- **Source document**:
····················

Live for the Day, but Live to Fight Another One too

Two years ago today climber and mountaineer, Will Wilkinson, died in an avalanche on Ben Nevis. This is the second year I have chosen to mark the occasion, and I explained my reasons for doing so last year.

Sometimes this time of year becomes bogged down with self-reflection and analysis. I found a fellow-blogger’s take on it refreshing: ‘No analysis. No predictions. No resolutions.’ McAlisterium

However, as a father with a small family set to increase, I increasingly find myself reflecting on the consequences of danger and risk on the mountain. Also, as it is more difficult to find time to get out with more responsibility, but when I do, I really savour it. Surprisingly enough, I also find myself missing my little family fairly quickly! This is nothing new, but a healthy way to approach mountain activities.

Live for the day, but live to fight another one too.

····················

- **Rows**:
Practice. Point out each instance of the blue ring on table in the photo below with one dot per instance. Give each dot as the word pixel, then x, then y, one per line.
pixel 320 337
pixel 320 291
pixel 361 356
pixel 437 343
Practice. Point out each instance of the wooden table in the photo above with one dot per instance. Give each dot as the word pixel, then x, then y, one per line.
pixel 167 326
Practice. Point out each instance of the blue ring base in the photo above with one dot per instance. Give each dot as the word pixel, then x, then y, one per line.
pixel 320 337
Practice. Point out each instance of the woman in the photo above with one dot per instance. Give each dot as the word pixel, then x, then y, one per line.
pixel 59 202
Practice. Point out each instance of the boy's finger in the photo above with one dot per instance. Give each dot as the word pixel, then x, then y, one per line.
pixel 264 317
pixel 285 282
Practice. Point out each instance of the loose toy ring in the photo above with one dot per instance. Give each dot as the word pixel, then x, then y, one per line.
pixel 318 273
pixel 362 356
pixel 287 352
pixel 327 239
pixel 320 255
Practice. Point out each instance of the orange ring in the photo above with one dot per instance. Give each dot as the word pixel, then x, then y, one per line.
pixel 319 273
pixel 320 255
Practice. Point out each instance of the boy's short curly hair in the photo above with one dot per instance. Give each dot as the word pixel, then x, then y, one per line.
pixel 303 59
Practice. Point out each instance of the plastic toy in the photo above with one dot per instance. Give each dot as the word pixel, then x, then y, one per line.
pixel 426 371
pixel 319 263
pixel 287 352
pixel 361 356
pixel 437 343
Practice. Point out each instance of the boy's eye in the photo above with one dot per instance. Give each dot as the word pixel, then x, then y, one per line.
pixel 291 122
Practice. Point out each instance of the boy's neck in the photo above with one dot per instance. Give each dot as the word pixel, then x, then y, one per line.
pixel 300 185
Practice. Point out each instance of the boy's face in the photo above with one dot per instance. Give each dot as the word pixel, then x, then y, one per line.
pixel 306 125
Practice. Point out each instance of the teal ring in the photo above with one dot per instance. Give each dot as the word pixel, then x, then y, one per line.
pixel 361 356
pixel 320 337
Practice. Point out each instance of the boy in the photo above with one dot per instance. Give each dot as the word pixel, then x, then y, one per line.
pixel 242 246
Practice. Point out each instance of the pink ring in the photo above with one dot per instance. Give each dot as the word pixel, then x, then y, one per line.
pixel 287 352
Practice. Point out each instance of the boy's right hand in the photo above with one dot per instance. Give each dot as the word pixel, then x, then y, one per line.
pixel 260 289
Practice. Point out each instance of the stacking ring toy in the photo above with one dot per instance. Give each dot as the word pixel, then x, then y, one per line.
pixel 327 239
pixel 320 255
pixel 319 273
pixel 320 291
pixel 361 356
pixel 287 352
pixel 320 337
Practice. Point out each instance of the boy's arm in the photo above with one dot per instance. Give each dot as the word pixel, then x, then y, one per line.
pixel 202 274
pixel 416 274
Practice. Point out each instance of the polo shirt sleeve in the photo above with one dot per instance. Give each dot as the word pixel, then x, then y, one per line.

····················

Please state where and how Will Wilkinson died, according to the blog post. The entries come from a different source than the blog post.

- **Solution for this problem**: He died in an avalanche on Ben Nevis.